# START OF Quoted text

Not everyone was happy to have their photo taken. I found one of the very few dads sent to chaperone their daughter hiding amongst the F&F shirts.

THUMP: Tom, I'm guessing you're not as into Joey as everyone else here is?
Tom: You do it for the kids don't you? They watch that TOWIE thing. 
Do you know much about this party anthems CD? He's basically made every party ever really good. Do you reckon he's got such a hold over teenagers that he could get them into, say, free jazz?
By the look of today's crowd, yeah. Possibly with these girls here.

[Tom, by the way, gave me a fake name.]

The last person I spoke to before it all got too much and the hordes of screechers – both girls and boys alike – made me long for the misty quietus of an early evening outer London high street was Emily, one of the Tesco staff members asked to dole out those three-disc golden tickets that enabled the lucky holder to have a few, fleeting seconds with the man himself.

THUMP: He's funny isn't he? Joey Essex is funny.
Emily: Um, yeah. Kind of.
Do you live for dance music in the same way he does?
Emily: No. I don't like dance music.
Oh. Will this CD get you into it?
Emily. Nothing will.

# END OF Quoted text
# START OF Records supplied

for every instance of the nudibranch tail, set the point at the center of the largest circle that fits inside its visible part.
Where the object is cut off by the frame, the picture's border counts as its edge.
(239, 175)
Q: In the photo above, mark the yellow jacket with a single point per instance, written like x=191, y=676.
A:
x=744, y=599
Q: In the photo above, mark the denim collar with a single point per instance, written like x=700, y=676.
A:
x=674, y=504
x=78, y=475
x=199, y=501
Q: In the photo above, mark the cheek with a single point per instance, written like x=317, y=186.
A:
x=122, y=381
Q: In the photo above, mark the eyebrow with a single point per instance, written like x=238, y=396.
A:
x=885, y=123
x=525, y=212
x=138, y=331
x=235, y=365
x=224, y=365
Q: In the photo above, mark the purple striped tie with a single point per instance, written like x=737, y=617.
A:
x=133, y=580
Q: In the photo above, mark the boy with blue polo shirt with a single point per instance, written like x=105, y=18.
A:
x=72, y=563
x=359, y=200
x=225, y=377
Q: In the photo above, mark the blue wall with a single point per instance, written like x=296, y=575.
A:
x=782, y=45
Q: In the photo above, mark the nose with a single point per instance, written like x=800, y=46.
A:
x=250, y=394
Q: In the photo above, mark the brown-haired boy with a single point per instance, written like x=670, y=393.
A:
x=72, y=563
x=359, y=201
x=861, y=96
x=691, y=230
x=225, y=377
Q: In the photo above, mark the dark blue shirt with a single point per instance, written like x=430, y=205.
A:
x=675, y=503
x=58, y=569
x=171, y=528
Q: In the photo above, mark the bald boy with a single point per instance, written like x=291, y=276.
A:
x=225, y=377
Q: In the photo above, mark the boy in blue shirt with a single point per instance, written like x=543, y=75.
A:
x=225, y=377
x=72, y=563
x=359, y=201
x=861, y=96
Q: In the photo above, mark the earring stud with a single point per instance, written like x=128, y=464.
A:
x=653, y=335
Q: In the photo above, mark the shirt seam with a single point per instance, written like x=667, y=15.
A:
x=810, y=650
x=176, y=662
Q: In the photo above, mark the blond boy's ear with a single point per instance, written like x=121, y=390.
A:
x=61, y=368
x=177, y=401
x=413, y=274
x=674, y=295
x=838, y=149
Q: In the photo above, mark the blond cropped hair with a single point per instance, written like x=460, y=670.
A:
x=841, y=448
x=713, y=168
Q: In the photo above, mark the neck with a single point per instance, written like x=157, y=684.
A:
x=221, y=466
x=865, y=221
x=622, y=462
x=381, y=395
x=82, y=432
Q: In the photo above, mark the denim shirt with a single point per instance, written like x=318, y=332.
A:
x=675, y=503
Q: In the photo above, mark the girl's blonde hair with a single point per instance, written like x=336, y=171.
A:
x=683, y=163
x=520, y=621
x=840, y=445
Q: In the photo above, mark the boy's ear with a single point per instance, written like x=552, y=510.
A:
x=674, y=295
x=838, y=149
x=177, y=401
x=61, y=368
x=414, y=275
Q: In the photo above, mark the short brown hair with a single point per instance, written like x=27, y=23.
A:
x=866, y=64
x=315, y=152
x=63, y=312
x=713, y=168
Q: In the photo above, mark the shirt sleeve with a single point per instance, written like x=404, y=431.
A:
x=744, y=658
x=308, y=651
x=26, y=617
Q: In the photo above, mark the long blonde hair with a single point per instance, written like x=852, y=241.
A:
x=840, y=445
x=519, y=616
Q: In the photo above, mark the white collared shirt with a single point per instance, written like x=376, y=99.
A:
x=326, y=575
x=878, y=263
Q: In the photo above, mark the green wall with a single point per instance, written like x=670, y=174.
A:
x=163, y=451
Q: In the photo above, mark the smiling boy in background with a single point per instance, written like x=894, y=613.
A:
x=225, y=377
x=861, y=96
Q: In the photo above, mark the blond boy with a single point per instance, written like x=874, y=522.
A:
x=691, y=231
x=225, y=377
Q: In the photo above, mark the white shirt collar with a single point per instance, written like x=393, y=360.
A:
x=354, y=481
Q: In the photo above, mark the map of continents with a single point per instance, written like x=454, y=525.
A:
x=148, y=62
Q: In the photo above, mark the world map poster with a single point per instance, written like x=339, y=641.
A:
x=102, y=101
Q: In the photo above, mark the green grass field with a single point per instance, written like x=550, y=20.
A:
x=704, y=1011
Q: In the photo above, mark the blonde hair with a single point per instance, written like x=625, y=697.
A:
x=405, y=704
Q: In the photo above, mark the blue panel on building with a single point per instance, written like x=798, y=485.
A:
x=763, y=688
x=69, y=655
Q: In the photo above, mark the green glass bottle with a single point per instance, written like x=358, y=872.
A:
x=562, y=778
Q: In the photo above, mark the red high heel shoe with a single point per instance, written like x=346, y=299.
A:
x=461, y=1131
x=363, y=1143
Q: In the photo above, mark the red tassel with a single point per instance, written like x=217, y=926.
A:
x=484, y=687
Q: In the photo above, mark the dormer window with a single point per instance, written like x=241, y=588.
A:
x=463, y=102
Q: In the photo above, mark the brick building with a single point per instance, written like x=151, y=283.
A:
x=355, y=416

# END OF Records supplied

**Given problem 1**.
Repeat the Joey Essex piece word for word, starting at "By the look" and ending at "the man himself.".
**Given problem 2**.
According to the Joey Essex piece, why is Tom at the event even though he isn't a big fan? Answer in one to three sentences.
**Given problem 3**.
Go on with the Joey Essex piece from the point where it stops.

**Output 1**.
By the look of today's crowd, yeah. Possibly with these girls here.

[Tom, by the way, gave me a fake name.]

The last person I spoke to before it all got too much and the hordes of screechers – both girls and boys alike – made me long for the misty quietus of an early evening outer London high street was Emily, one of the Tesco staff members asked to dole out those three-disc golden tickets that enabled the lucky holder to have a few, fleeting seconds with the man himself.

**Output 2**.
Tom is one of the few dads sent to chaperone a daughter. He says you do it for the kids, because they watch "that TOWIE thing."

**Output 3**.
It's easy to be sniffy about a release like Joey Essex Presents Party Anthems, to write it off as an obvious and cheap cash-in. But it's also pointless to be sniffy about it. For a lot of people, this will be their first introduction to Chic or DJ Casper. Is that a bad thing? Joey's taste, or the taste that a carefully assembled team of compilers has assigned and ascribed to him, is reflective of the nation's interest in dance music as a whole. Most people don't want to listen to Marcel Dettmann mixes or Move D remixes. They want the songs they know, the songs they love and the songs they know they love. That's what gets people dancing and that's what Joey Essex Party Anthems is giving them. And yes, I do believe that if he decided to put together, say, a collection of rare minimal techno cuts, or curated an overview of filter house that people would buy and love it all the same. Is that power and influence such a bad thing?